⟨

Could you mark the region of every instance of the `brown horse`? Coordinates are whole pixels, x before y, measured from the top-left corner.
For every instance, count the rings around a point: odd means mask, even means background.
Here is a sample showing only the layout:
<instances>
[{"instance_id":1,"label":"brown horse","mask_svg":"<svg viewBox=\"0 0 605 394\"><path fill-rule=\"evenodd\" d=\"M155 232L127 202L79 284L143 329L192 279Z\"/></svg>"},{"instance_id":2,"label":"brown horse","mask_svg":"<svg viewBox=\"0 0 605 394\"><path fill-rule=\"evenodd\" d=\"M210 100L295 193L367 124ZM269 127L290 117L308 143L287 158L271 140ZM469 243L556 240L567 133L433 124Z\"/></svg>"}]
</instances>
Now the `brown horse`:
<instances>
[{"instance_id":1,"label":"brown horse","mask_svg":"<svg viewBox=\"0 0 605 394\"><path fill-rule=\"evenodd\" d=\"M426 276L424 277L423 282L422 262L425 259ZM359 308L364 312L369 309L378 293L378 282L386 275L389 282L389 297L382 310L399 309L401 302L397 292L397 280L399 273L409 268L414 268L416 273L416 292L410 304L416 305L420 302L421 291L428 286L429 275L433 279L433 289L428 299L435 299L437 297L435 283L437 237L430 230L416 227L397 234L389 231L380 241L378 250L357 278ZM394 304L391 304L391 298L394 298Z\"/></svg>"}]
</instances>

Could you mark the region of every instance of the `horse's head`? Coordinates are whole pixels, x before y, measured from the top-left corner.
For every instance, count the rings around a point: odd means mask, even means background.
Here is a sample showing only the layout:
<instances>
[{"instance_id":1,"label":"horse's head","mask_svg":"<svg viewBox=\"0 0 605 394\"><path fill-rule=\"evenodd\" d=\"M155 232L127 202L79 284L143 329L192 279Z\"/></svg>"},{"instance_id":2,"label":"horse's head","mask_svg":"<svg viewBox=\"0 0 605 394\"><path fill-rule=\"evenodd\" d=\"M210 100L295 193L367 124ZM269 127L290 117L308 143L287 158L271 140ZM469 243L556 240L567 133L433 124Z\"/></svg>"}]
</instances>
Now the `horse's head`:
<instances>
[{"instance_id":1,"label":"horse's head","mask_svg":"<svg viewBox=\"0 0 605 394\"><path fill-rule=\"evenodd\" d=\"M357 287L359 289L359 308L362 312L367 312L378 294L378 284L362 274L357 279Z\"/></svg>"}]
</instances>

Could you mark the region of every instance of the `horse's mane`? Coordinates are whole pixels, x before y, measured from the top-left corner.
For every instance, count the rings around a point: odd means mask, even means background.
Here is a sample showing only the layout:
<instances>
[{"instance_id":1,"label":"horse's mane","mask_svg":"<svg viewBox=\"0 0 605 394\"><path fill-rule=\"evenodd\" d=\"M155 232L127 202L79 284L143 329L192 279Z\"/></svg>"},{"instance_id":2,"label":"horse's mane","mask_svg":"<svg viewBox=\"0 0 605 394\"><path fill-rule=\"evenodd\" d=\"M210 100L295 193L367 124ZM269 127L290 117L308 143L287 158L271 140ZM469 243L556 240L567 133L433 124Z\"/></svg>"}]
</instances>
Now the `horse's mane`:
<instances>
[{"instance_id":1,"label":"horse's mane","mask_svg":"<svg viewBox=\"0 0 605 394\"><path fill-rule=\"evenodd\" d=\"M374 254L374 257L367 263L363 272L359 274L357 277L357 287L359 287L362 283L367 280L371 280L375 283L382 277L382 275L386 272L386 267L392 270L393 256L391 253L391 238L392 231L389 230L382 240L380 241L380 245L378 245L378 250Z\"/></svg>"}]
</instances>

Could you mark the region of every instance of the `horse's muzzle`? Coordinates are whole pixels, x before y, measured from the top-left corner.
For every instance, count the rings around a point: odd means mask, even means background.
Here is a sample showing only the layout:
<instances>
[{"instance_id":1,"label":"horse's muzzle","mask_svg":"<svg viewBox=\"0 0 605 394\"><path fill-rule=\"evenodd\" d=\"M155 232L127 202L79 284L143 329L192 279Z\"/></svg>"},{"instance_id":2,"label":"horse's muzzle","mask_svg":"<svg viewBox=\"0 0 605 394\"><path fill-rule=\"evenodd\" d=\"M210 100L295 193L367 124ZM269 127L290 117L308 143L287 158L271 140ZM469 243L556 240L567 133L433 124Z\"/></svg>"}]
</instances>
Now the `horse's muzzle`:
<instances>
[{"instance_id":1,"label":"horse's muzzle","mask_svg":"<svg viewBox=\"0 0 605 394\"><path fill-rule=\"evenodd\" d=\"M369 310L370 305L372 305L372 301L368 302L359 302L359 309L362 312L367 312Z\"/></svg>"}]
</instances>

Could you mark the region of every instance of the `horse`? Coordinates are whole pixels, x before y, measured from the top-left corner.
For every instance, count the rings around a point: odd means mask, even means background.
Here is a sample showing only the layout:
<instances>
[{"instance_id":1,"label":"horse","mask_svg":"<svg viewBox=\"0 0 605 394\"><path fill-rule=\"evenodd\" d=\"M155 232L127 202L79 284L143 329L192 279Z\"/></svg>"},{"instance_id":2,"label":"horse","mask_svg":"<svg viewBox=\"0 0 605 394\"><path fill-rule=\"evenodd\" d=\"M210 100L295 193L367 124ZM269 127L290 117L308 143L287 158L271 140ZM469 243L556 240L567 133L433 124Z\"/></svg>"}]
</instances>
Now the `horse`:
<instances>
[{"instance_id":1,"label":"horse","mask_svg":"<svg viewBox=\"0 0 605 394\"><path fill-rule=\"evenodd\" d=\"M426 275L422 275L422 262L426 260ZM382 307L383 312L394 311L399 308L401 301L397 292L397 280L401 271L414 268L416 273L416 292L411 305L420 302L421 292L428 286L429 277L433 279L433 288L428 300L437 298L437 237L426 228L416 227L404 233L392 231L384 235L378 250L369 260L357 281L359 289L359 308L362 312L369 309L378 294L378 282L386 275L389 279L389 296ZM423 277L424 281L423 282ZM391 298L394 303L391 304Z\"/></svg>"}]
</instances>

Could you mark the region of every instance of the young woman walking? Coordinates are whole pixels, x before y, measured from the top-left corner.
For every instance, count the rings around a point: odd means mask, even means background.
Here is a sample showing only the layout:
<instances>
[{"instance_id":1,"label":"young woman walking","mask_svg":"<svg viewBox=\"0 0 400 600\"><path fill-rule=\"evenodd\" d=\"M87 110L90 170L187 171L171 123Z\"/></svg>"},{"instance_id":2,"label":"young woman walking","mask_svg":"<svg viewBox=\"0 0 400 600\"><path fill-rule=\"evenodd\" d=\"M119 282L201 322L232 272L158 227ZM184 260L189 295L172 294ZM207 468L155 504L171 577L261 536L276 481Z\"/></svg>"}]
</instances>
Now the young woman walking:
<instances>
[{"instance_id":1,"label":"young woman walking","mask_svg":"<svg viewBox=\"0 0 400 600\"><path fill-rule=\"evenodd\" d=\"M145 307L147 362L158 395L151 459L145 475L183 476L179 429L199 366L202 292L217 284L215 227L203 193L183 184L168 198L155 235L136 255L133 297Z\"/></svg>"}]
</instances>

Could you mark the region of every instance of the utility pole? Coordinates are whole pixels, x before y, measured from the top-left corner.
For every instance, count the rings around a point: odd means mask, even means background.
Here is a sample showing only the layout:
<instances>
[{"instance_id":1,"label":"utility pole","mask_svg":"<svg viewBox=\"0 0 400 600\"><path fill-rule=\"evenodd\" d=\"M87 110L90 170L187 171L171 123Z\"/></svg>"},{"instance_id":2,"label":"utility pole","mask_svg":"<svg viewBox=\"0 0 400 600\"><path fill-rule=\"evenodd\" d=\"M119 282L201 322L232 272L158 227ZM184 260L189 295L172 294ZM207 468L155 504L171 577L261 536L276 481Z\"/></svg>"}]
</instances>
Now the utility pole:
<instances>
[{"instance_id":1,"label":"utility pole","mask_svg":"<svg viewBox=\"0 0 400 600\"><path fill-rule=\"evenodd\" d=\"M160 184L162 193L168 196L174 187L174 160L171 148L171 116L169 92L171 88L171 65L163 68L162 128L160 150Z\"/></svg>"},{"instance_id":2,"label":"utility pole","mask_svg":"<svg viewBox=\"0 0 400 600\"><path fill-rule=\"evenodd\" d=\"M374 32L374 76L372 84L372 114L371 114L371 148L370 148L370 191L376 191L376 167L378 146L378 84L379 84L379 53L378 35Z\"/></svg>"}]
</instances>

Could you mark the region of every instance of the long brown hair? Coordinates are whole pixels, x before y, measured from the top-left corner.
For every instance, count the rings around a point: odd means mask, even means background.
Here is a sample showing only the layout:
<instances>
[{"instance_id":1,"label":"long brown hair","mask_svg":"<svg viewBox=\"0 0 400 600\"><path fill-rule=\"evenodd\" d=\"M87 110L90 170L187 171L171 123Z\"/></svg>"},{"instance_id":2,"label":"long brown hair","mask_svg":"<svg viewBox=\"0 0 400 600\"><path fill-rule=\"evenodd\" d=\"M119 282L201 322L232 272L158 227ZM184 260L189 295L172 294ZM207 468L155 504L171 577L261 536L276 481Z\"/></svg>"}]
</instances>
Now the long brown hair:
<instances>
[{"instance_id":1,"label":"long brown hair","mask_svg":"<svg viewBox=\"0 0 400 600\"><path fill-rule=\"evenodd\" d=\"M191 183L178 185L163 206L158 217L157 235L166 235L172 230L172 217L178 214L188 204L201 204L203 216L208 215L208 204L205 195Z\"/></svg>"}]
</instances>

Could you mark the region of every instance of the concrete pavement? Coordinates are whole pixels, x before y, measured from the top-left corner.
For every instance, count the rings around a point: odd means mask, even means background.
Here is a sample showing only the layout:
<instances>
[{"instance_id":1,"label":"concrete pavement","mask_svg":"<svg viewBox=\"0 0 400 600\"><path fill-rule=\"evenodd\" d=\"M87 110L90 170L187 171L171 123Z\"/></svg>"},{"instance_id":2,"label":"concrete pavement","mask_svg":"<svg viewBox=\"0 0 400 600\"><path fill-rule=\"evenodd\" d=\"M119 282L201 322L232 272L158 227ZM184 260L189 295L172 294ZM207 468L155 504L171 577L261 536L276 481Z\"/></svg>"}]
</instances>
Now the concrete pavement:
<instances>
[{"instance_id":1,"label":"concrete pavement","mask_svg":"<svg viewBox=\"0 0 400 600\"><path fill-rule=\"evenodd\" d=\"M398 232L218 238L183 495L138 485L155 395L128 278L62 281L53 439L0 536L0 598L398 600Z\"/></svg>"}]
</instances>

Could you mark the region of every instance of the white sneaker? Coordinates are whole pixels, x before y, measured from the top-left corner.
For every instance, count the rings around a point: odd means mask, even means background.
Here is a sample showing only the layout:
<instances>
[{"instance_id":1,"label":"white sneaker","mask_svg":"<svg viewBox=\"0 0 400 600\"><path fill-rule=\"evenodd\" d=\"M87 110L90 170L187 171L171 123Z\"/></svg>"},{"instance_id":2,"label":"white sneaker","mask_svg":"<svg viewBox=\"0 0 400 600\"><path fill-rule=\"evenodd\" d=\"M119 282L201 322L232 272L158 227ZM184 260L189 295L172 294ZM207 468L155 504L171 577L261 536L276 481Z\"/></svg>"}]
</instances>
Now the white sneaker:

⟩

DIRECTIONS ->
The line containing "Could you mark the region of every instance of the white" and every line after it, through the end of the records, should be repeated exactly and alone.

EXPECTED ANSWER ->
Could you mark the region of every instance of the white sneaker? Coordinates are whole pixels, x before y, measured from the top-left corner.
For every instance, count the rings around a point: odd means mask, even means background.
Here is a sample showing only the layout:
<instances>
[{"instance_id":1,"label":"white sneaker","mask_svg":"<svg viewBox=\"0 0 400 600\"><path fill-rule=\"evenodd\" d=\"M87 110L90 170L187 171L171 123Z\"/></svg>"},{"instance_id":2,"label":"white sneaker","mask_svg":"<svg viewBox=\"0 0 400 600\"><path fill-rule=\"evenodd\" d=\"M119 282L201 322L232 272L158 227ZM184 260L189 295L172 294ZM207 468L155 504L171 577L261 536L276 481Z\"/></svg>"}]
</instances>
Now the white sneaker:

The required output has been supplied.